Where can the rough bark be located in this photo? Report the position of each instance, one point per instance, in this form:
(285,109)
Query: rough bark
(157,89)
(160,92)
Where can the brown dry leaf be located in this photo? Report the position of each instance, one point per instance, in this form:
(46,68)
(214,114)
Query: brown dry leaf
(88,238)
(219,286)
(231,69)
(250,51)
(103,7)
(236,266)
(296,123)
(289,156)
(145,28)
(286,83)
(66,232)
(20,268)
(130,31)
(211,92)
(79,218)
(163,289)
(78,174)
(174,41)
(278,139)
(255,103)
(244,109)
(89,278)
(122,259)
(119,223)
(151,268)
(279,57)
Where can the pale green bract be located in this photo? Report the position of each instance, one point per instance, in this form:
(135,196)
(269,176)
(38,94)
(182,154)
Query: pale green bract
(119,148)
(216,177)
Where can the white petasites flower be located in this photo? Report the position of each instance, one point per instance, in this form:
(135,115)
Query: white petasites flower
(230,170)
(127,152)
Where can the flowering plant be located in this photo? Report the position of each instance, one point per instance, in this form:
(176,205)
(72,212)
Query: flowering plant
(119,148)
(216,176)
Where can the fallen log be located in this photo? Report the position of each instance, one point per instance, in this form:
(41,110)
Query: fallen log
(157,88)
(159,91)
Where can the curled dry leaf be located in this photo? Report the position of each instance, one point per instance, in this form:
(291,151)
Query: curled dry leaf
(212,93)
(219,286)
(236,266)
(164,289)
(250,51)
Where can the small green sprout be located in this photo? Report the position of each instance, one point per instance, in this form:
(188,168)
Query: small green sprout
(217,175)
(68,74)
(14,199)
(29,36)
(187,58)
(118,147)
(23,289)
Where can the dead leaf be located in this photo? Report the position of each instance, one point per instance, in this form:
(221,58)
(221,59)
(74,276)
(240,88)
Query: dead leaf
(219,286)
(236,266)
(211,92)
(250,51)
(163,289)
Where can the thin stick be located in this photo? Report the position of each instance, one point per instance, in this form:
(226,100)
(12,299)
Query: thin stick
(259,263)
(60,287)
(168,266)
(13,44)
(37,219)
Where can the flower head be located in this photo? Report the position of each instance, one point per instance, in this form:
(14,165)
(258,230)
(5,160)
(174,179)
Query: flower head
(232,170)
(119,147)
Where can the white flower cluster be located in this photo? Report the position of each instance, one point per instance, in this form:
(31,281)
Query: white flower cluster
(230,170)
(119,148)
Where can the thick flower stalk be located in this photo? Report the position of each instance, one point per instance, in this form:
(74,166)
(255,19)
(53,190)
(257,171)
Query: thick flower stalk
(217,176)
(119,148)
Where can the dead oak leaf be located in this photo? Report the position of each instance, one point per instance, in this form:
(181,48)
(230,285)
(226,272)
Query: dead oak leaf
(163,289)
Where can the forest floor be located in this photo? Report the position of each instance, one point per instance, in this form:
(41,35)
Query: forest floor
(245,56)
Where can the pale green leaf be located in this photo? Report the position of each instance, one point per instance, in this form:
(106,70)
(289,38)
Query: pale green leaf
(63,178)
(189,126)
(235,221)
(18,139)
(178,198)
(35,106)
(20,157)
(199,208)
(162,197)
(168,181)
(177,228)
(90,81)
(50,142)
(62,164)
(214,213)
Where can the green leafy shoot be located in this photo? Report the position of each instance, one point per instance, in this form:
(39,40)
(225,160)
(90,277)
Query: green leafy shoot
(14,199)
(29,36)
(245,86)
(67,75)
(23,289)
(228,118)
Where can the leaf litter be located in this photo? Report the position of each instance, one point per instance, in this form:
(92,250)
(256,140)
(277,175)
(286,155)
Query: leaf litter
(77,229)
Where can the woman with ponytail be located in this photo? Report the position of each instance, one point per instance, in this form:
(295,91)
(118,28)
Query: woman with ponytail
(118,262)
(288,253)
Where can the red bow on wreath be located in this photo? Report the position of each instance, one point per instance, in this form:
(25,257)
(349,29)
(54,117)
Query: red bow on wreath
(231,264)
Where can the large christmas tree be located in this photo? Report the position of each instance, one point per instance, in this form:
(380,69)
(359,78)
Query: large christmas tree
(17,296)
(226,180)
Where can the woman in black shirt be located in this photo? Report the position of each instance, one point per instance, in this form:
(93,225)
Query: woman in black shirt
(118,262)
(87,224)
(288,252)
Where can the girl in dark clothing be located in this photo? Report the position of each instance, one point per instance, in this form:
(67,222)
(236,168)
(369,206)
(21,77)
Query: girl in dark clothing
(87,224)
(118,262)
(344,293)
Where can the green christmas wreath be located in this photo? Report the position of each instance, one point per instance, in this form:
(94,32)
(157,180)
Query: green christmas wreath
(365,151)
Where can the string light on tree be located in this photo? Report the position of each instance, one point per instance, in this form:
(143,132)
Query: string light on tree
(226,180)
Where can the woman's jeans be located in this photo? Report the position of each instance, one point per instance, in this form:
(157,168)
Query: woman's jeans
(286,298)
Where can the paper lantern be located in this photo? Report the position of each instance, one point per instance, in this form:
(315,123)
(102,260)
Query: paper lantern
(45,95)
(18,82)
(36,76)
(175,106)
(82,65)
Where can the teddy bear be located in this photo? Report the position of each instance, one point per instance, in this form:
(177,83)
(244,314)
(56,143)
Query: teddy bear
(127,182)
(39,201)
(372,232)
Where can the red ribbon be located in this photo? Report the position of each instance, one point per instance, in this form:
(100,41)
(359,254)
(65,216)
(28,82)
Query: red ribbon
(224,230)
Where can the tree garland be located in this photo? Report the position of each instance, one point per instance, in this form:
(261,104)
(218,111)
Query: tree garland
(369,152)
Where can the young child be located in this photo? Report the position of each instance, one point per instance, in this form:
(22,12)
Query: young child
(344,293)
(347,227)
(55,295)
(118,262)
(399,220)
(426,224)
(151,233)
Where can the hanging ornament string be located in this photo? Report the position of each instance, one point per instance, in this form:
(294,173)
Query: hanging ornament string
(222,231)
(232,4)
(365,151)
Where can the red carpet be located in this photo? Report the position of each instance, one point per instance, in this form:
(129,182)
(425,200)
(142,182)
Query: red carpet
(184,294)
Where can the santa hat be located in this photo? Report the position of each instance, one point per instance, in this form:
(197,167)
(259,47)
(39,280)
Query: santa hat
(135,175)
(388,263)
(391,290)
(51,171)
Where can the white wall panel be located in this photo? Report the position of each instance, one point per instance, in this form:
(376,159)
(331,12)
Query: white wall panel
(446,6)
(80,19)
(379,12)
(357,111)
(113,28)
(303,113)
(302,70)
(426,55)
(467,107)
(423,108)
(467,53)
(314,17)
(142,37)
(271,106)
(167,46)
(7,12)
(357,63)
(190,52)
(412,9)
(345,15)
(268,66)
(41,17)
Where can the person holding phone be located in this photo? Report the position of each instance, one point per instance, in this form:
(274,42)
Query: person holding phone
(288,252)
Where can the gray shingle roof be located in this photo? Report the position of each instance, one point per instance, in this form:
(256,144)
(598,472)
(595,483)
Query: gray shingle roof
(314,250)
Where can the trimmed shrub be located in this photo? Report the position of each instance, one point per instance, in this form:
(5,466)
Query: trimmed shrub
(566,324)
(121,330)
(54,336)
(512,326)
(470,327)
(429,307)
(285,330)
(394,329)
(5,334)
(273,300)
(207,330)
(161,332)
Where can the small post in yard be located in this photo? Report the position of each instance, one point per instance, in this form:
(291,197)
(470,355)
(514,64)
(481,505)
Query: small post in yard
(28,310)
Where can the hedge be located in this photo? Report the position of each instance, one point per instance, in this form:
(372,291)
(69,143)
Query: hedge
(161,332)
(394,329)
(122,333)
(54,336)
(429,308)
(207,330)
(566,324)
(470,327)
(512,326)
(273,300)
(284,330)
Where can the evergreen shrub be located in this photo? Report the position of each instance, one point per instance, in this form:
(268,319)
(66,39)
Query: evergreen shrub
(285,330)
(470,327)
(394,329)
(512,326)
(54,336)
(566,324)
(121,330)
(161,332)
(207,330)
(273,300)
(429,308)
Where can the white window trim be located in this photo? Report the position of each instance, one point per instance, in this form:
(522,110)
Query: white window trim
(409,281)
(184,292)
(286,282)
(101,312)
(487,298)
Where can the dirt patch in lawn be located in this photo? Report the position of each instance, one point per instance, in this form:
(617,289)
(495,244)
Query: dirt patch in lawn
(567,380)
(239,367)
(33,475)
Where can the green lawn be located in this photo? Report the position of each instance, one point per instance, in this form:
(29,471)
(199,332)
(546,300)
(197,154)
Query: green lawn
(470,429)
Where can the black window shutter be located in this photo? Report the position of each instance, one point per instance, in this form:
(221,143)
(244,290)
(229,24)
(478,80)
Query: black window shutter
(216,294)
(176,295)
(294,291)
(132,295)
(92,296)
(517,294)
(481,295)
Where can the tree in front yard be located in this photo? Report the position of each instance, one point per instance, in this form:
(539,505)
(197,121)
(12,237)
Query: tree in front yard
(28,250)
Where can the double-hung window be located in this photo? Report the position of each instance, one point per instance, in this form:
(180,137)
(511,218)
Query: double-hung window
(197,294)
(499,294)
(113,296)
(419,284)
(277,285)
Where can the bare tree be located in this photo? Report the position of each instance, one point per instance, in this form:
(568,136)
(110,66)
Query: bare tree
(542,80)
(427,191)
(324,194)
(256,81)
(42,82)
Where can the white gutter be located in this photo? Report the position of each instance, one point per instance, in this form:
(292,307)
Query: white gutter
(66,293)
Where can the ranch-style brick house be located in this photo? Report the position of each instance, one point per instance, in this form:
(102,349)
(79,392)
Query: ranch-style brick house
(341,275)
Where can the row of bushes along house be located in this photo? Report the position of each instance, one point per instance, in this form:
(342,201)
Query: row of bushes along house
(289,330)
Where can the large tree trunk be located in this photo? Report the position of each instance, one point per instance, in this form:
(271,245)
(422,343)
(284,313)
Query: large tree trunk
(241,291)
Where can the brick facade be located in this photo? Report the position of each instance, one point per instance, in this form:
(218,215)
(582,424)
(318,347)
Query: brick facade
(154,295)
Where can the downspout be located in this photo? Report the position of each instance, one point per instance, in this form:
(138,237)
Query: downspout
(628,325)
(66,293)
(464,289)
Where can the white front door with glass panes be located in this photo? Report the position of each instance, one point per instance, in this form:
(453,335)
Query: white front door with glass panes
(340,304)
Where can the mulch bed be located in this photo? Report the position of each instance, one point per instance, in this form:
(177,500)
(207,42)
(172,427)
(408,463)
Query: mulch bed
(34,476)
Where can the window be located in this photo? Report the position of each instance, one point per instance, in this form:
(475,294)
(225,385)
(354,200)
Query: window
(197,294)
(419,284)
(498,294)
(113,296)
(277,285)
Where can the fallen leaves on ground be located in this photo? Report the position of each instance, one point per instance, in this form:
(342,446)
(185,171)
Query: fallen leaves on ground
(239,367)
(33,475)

━━━━━━

Aim of the exercise: Output exactly the lines above, from the one holding "Where can the brick" through the end of the data, including the first and last.

Output below:
Where can the brick facade be located in this photo? Report the position of each instance, one point per instance, in this form:
(218,215)
(582,424)
(318,347)
Query: brick facade
(154,295)
Where can the downspout be located in this photo? Report the position of each instance, one point per instance, in this form:
(138,237)
Query: downspout
(628,325)
(66,293)
(464,289)
Where can the white front door with glass panes be located in this photo? Report the position of each instance, one point per instance, in this form:
(453,335)
Query: white front door with glass panes
(340,304)
Where can the mulch bed be located in this photo? Report the position of each instance, one point per instance, in this form:
(177,500)
(207,42)
(172,427)
(408,463)
Query: mulch bed
(34,476)
Where can the window be located in this photo? Report the position of each instance, one point per instance, in this form:
(475,294)
(225,385)
(354,200)
Query: window
(197,294)
(419,284)
(498,294)
(113,296)
(277,285)
Where can the fallen leaves on ground be located in this photo? Report the position of each instance, one point per instance, in this form:
(342,446)
(185,171)
Query: fallen leaves on ground
(239,367)
(33,475)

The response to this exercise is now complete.